┌─ INPUT

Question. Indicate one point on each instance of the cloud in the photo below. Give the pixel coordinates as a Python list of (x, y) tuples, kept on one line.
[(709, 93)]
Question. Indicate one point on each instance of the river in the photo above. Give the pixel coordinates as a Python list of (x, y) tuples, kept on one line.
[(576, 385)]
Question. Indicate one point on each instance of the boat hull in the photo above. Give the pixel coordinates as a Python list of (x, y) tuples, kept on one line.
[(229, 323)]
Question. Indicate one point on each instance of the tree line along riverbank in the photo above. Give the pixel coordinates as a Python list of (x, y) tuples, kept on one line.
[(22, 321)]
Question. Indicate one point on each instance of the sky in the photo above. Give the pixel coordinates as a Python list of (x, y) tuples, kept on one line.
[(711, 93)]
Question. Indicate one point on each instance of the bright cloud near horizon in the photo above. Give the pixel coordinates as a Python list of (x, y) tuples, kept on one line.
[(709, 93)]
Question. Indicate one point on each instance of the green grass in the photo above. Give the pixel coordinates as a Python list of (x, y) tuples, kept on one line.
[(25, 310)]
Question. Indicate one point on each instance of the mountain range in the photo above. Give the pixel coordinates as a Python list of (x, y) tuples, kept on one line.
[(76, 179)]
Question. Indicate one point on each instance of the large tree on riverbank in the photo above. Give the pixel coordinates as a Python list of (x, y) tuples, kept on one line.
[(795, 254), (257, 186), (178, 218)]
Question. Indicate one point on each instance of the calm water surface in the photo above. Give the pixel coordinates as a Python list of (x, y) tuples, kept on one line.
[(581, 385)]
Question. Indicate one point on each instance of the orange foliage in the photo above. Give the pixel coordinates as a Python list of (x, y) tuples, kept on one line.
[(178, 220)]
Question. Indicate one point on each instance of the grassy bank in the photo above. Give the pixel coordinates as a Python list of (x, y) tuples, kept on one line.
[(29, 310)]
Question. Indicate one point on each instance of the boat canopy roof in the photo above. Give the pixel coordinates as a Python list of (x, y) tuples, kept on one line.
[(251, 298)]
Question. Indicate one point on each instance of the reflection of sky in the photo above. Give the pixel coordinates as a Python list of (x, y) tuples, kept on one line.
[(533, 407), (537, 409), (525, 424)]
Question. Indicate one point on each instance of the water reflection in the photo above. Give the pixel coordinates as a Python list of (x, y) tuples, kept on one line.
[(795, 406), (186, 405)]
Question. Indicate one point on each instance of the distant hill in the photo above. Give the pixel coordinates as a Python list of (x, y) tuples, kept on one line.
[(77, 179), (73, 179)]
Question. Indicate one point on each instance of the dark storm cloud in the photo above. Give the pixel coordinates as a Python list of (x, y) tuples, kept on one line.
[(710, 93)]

└─

* **REQUIRED ACTION**
What the exercise needs is every record again, word for word.

* **COMPLETED EXERCISE**
Question. Indicate one point on each instance of the cloud in the photo below. Give the pixel coordinates as a Python list of (x, y) tuples, kept on one line.
[(709, 93)]
Question. Indicate one point on each instance of the river in the photo above. Give the pixel coordinates as a Python list of (x, y) tuples, kept on one line.
[(576, 385)]
Question. Indicate one point on each instance of the boat hull in the photo above. Give the pixel coordinates as a Python list of (x, y) tuples, kept on one line.
[(229, 323)]
Question. Indicate one point on each instance of the tree line along riverbank in the photo above. Give the pixel coordinates as a Python list of (x, y) tuples, kept on one line.
[(22, 321)]
Question. Indicate one point on each instance of the sky in the photo above. Give the pixel coordinates as a Python list of (x, y) tuples, kept on one line.
[(711, 93)]
Question. Indicate one point on each instance of the bright cloud near horizon in the photo above. Give the pixel coordinates as a Python list of (x, y) tuples, kept on one line.
[(709, 93)]
Question. Indicate one point on each instance of the green grass in the photo above. Give the pixel coordinates as a Python list of (x, y) tuples, kept on one line.
[(25, 310)]
Question. Indicate one point on each instance of the mountain range in the photo above. Give the pixel coordinates as a Python list of (x, y) tuples, kept on one line.
[(76, 179)]
Question. Indicate one point on each instance of the large tree on riverbank in the photo above. Give the pixel coordinates as a Python list of (x, y) tuples, kept on one line.
[(795, 254), (257, 186), (178, 218)]
Question. Indicate one point on each instance of the calm water surface in the photo above. Give the pixel coordinates as a Python list of (x, y) tuples, kept on one line.
[(581, 385)]
Question. Indicate one point on each instance of the orange foliage in the photo above. Give the pixel coordinates as a Python list of (x, y) tuples, kept on one line.
[(178, 220)]
Question. Indicate one point on each instance of the grassy bank in the photo above. Give the pixel coordinates as a Python list of (x, y) tuples, kept on one line.
[(29, 310)]
Question. Indicate one point on each instance of the boat canopy roof in the photo above. Give the pixel coordinates as a Python list of (x, y) tuples, kept on one line.
[(251, 298)]
Question. Indicate one point on each instance of the reflection of sky in the photo above. Give the pixel coordinates as a Python list of (x, y) tuples, kept on one line.
[(533, 407), (537, 409), (525, 424)]
Question. Indicate one point on each instance of the water reflection in the photo above. Give the pixel coordinates as a Python list of (x, y) tuples, kept on one line.
[(795, 406), (186, 405)]
Question. Indicate one point on each instance of the distant hill in the photo above. Give the pixel coordinates as a Python list of (x, y) tuples, kept on one line.
[(77, 179), (73, 179)]
Question. Indicate one point on each instance of the dark storm cloud in the photo above. Give the pixel coordinates as a Python list of (x, y) tuples, kept on one line.
[(710, 93)]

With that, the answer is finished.